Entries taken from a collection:
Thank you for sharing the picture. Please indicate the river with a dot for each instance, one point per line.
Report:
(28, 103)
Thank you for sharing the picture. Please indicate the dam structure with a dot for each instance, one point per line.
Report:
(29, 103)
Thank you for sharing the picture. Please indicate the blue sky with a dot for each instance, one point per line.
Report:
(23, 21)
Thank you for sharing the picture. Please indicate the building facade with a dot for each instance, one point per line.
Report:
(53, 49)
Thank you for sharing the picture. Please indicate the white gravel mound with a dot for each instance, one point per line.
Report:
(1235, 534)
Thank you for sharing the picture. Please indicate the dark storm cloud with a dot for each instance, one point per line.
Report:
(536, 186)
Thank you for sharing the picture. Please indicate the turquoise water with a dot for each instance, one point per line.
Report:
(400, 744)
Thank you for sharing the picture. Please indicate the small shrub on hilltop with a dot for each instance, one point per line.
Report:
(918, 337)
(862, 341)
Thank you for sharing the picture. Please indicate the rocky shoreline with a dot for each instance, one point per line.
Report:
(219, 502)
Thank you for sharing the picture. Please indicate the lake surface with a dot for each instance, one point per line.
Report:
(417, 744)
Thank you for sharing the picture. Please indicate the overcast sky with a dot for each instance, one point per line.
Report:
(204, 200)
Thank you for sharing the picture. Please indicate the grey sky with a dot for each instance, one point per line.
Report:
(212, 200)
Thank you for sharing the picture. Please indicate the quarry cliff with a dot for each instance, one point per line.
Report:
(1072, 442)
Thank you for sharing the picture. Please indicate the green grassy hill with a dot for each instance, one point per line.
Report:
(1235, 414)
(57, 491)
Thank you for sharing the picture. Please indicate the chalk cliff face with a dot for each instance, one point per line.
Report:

_Problem details:_
Start with the first line of the data and print every line exactly. The line containing "Thank you for sharing the picture. Please indicate the blue" is the last one to include.

_Answer for the task:_
Thank you for sharing the picture. Please indicate the river with a dot for each instance, one point per line.
Report:
(28, 103)
Thank you for sharing the picture. Please indicate the dam structure with a dot for each instance, one point per line.
Report:
(29, 103)
Thank you for sharing the picture. Please indicate the blue sky with a dot for each instance, one point per line.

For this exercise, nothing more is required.